- [WHAT TO WORK ON]:
When the line containing "A single point marks each instance of the road" is reached, include it and end there; set down verbatim every line before it, starting at the top of the records.
THE RECORDS START
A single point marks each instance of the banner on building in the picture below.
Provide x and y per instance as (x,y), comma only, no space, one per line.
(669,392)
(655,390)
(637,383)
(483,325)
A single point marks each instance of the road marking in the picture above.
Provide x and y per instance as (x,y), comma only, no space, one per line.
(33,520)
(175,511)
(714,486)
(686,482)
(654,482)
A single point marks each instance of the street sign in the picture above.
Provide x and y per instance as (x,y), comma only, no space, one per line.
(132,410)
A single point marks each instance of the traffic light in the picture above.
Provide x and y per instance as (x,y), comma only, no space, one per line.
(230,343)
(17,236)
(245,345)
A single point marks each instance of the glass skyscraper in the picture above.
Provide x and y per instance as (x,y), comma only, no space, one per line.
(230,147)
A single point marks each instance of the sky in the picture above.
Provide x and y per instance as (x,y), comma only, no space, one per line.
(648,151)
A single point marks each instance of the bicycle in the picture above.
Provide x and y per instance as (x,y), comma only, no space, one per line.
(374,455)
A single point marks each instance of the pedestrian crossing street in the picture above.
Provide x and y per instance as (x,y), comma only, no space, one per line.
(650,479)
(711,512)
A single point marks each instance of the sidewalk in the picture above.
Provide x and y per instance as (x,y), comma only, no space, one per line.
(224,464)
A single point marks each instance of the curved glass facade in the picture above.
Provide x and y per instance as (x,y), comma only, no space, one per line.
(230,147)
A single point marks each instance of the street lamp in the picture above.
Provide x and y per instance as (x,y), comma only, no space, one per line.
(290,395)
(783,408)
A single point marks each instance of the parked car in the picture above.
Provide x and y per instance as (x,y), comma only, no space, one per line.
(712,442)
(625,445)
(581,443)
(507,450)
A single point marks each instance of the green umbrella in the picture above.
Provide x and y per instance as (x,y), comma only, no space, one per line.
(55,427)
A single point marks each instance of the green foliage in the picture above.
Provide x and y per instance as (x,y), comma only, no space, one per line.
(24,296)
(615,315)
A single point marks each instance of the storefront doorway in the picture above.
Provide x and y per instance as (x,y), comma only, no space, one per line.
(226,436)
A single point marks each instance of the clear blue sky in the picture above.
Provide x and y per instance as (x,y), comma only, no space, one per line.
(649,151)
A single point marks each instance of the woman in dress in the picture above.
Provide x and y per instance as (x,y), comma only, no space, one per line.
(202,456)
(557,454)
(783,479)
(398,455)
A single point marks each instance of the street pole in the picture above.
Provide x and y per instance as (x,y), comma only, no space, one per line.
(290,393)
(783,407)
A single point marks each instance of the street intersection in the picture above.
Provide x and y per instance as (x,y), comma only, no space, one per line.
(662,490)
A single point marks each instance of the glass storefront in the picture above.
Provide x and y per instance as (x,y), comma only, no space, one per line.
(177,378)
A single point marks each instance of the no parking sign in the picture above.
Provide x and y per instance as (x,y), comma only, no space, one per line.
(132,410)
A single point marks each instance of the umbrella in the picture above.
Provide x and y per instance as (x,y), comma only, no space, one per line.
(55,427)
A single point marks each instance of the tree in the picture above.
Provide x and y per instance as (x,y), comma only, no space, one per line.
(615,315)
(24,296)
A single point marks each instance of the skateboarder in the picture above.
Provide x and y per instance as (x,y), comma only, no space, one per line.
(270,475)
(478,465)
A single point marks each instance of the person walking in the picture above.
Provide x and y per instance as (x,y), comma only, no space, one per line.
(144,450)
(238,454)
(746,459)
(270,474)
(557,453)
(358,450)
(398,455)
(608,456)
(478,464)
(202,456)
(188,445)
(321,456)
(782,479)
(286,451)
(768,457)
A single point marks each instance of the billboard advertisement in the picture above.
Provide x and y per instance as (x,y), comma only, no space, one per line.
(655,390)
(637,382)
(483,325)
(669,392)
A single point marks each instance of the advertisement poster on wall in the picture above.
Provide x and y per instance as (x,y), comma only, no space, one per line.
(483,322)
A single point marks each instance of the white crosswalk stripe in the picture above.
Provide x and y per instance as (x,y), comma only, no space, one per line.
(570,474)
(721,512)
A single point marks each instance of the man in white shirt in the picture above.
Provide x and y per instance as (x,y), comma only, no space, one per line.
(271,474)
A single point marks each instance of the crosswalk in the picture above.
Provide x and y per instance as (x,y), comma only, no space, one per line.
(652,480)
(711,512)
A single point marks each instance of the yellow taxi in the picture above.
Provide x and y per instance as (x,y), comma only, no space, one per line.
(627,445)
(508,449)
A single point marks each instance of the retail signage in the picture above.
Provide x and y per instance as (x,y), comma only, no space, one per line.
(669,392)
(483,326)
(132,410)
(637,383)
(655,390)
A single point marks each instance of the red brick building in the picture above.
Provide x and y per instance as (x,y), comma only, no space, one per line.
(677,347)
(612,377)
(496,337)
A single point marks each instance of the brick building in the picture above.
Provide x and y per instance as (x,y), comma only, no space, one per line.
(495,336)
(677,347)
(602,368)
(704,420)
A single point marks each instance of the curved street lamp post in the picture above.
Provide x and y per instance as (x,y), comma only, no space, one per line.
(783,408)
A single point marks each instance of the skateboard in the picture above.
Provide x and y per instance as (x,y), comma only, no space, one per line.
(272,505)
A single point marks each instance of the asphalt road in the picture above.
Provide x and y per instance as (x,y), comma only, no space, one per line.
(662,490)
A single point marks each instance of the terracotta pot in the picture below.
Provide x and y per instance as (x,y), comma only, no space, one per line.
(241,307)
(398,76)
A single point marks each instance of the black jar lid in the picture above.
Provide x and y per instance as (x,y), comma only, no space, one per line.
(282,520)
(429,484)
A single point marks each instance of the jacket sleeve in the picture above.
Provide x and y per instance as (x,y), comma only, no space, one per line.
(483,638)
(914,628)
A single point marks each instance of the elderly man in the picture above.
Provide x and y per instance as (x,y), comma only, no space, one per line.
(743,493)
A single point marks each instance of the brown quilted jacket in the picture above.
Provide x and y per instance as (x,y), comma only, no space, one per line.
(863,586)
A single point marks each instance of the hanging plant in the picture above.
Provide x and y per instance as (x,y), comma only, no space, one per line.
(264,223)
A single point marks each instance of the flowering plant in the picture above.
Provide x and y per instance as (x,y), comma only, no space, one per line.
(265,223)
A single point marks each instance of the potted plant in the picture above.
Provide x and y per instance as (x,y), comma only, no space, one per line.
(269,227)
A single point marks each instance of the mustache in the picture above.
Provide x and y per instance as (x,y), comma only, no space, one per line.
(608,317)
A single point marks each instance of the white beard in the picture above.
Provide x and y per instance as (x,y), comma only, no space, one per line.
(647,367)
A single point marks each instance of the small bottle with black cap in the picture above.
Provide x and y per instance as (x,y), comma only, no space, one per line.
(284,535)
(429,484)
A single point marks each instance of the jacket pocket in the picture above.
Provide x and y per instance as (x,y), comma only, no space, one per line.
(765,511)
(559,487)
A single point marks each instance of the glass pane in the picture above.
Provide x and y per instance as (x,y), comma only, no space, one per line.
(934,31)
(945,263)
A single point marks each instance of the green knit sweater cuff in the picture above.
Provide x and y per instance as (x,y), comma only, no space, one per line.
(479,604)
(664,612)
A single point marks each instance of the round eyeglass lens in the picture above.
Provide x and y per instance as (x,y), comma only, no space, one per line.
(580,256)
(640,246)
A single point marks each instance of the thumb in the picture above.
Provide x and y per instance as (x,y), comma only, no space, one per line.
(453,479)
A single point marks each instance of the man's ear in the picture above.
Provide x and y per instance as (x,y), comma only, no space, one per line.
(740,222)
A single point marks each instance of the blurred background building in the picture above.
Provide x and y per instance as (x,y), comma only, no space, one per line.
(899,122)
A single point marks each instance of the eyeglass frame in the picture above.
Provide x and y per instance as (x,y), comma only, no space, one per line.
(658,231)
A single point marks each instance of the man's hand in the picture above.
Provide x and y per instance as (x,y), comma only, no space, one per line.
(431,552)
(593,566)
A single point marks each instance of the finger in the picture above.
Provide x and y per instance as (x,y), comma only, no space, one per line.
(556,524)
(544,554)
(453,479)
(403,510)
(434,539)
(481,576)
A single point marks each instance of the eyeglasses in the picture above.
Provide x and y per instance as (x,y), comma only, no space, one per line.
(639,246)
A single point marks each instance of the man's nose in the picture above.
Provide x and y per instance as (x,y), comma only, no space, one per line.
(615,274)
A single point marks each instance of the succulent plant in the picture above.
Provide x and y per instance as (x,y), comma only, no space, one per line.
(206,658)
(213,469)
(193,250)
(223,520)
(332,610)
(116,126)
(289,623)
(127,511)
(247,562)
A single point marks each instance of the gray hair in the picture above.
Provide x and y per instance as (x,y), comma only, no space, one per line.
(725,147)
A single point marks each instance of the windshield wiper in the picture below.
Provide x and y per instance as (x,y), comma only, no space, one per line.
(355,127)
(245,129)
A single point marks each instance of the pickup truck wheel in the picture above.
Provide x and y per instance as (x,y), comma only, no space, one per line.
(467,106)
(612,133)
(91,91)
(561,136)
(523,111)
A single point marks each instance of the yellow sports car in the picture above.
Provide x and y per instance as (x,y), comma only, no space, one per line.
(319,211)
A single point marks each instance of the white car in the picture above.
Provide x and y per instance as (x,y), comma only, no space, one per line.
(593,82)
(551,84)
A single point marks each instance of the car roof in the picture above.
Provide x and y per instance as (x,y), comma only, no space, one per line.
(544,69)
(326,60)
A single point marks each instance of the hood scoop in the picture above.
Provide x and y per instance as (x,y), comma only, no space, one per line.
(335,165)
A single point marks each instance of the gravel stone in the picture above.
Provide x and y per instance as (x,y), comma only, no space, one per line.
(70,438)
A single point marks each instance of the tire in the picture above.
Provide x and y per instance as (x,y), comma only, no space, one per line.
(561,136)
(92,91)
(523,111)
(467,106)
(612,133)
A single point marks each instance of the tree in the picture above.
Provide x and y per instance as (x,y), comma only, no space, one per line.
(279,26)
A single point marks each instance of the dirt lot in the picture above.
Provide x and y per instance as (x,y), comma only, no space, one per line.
THE RECORDS END
- [RESPONSE AREA]:
A single point marks each instance of the banner on building in the picture below.
Provide x and y per instance as (x,y), comma only, no space, one per line.
(669,392)
(655,390)
(637,383)
(483,325)
A single point marks each instance of the road marking in the picture above.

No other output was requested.